GIVEN EXERCISE.
Rewrite every line of the items, requests included, starting with the line that contains "[indicate] the woman with" and going on through the end of the items. Shift each coordinate in the answers by -39.

RECORD EXCERPTS.
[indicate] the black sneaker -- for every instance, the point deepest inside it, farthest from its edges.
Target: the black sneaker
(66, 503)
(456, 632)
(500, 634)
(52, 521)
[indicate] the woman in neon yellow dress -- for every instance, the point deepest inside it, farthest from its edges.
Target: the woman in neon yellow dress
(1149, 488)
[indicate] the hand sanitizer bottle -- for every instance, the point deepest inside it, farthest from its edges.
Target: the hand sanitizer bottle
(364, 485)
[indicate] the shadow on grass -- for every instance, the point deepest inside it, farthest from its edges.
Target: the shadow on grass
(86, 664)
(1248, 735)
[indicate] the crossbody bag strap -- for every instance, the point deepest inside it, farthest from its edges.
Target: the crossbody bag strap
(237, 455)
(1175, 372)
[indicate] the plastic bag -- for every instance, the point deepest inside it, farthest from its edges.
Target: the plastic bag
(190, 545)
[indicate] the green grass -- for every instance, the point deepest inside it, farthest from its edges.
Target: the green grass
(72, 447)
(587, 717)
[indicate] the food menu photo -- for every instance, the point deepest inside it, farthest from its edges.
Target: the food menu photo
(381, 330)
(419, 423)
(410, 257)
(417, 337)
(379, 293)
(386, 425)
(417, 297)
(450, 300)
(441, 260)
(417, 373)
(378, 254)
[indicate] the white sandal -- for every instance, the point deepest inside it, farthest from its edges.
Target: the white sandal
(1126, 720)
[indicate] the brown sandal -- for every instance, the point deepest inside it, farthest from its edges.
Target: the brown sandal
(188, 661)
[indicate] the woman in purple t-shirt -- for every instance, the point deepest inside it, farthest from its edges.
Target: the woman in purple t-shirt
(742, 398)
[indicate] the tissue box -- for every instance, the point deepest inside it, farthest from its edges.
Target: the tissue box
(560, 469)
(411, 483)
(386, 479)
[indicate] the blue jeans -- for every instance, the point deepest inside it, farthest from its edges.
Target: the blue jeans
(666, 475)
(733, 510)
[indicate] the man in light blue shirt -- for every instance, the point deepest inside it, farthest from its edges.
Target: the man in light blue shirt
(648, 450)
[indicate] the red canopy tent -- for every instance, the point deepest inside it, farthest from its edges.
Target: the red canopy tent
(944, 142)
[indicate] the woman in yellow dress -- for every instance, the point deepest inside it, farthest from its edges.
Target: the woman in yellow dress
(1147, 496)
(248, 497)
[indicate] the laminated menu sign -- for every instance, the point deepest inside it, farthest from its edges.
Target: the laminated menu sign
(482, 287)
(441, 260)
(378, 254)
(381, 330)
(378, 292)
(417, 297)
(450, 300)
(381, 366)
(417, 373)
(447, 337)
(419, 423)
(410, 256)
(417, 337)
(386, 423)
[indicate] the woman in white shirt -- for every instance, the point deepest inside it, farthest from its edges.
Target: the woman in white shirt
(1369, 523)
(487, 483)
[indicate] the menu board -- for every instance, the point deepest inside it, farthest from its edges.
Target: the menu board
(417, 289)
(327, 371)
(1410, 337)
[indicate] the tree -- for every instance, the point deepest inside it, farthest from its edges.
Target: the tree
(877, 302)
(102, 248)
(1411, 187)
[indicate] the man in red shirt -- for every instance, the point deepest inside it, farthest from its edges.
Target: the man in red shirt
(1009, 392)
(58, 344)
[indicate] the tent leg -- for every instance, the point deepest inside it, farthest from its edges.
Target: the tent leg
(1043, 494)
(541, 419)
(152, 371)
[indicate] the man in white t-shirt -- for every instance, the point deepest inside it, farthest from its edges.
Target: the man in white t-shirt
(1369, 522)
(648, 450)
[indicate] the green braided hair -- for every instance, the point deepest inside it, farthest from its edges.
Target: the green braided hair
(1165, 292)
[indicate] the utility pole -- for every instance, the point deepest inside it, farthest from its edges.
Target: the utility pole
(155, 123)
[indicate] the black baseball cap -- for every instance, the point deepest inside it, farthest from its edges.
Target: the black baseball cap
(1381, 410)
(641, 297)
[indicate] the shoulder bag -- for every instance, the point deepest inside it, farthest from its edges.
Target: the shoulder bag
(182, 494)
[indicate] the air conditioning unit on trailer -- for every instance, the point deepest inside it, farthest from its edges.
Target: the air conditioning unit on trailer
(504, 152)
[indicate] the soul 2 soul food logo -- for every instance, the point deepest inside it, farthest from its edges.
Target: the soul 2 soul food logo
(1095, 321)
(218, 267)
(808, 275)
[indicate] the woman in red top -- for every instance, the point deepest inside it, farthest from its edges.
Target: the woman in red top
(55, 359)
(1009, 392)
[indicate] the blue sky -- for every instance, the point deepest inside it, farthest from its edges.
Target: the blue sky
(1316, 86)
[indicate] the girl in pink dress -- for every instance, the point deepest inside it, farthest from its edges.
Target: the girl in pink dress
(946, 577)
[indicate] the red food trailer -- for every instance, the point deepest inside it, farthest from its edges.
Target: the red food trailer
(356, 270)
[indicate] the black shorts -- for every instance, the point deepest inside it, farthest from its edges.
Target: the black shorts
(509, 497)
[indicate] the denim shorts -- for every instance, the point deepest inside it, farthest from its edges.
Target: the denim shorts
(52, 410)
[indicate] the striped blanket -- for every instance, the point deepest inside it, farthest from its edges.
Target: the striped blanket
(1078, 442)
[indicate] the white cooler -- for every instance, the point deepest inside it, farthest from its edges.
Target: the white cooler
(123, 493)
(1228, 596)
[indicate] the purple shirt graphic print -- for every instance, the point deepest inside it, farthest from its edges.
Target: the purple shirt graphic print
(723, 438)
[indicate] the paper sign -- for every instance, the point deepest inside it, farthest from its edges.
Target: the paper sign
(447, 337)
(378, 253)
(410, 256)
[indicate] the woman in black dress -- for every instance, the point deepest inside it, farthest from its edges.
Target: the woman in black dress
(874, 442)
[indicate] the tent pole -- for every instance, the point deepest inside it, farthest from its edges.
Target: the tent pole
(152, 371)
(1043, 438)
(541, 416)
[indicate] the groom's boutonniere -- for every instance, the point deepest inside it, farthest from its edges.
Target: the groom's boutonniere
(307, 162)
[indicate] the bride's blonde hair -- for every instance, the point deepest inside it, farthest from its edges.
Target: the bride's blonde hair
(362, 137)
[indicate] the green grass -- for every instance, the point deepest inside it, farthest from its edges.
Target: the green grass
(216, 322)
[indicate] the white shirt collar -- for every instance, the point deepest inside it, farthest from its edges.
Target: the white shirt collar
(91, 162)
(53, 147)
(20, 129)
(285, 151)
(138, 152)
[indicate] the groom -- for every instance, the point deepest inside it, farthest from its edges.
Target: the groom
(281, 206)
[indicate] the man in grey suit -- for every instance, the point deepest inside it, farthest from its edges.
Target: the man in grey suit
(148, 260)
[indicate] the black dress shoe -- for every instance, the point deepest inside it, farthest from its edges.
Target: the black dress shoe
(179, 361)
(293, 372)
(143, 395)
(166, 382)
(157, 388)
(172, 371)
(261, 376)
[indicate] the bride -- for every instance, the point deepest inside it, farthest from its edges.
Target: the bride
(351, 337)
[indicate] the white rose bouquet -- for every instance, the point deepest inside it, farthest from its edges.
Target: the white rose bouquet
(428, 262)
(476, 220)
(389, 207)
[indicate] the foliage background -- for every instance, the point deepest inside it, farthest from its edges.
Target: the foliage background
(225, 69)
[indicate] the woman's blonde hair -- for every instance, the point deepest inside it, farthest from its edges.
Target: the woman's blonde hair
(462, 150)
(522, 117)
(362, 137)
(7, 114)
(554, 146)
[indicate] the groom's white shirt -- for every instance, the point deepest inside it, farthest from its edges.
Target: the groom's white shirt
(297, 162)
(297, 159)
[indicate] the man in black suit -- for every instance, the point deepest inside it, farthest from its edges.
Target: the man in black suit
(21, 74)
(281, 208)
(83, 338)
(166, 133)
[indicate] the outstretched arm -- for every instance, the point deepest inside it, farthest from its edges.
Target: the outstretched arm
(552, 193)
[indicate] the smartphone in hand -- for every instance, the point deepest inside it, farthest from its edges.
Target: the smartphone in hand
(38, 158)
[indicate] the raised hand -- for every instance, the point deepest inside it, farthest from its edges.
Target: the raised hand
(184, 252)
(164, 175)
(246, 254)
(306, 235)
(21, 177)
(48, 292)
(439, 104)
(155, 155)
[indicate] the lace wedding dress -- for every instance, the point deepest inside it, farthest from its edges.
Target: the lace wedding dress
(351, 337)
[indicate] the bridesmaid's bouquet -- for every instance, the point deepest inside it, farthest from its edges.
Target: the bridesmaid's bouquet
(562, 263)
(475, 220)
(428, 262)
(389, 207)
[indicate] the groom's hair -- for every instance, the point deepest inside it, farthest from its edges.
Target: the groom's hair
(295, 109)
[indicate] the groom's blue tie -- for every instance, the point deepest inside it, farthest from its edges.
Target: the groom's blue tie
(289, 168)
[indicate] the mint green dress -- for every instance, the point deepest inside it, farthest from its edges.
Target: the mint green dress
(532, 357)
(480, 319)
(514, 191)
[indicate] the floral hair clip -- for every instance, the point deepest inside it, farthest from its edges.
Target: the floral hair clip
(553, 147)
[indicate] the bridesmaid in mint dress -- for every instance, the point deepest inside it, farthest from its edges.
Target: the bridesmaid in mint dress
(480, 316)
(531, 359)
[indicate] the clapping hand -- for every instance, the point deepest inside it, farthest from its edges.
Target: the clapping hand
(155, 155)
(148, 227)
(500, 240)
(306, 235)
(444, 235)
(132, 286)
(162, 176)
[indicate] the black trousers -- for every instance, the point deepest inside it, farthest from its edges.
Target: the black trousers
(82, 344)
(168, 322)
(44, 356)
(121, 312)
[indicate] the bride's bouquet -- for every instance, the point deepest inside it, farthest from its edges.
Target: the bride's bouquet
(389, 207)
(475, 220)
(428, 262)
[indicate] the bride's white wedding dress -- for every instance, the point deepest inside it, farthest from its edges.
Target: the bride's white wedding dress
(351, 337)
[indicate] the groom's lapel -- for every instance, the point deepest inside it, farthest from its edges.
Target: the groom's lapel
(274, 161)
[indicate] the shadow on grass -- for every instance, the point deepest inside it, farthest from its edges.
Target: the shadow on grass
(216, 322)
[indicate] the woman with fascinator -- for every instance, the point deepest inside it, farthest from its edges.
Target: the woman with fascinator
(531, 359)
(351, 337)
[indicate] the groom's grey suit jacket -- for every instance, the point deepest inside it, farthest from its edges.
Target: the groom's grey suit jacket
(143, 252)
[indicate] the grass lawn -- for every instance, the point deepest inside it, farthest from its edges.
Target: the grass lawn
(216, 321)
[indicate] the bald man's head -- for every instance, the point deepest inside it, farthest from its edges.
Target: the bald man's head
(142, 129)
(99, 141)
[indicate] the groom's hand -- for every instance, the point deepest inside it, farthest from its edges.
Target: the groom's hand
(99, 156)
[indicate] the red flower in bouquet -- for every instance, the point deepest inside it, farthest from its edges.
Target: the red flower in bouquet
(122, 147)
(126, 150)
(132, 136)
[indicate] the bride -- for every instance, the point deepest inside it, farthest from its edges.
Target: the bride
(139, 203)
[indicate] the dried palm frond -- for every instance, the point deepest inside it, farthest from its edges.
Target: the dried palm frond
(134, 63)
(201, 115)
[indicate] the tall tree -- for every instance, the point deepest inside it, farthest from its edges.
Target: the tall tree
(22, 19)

EXERCISE SOLUTION.
[indicate] the woman with fascinator -- for every instance, the point deepest inside it, farthest from its edges.
Target: the woman with fascinator
(492, 320)
(312, 298)
[indicate] the groom's grey suit jacket -- for every instance, the point deepest inside it, farthest from its edges.
Target: the groom's grey suit jacket
(104, 213)
[indicate] the grass lawn -- for every instance, the point deepest inside it, farthest from its edges.
Target: the grass lawn
(177, 282)
[indicate] the bald man's head -- for every instance, the point deepest inside it, farthest from its edges.
Target: the bald man's head
(103, 90)
(60, 102)
[indicate] the groom's hand -- for every instance, the point deepest inside it, farthest from its edges.
Target: the groom's hand
(60, 117)
[indicate] the red flower in bouquet -- for every instance, the point deepest inside it, farthest from its edges.
Target: the red flower in bouquet
(83, 108)
(87, 111)
(93, 97)
[indicate] the bride -- for every instance, the point deepest inside it, farthest from its edges.
Target: the bride
(100, 164)
[indicate] the dried palm frond -- for every instance, the point deepest inside it, farthest from its edges.
Target: the dried palm frond
(95, 24)
(162, 76)
[indicate] the tall tree -- for every instance, the point deepest inside it, farthest from its edges.
Target: the tall tree
(-17, -20)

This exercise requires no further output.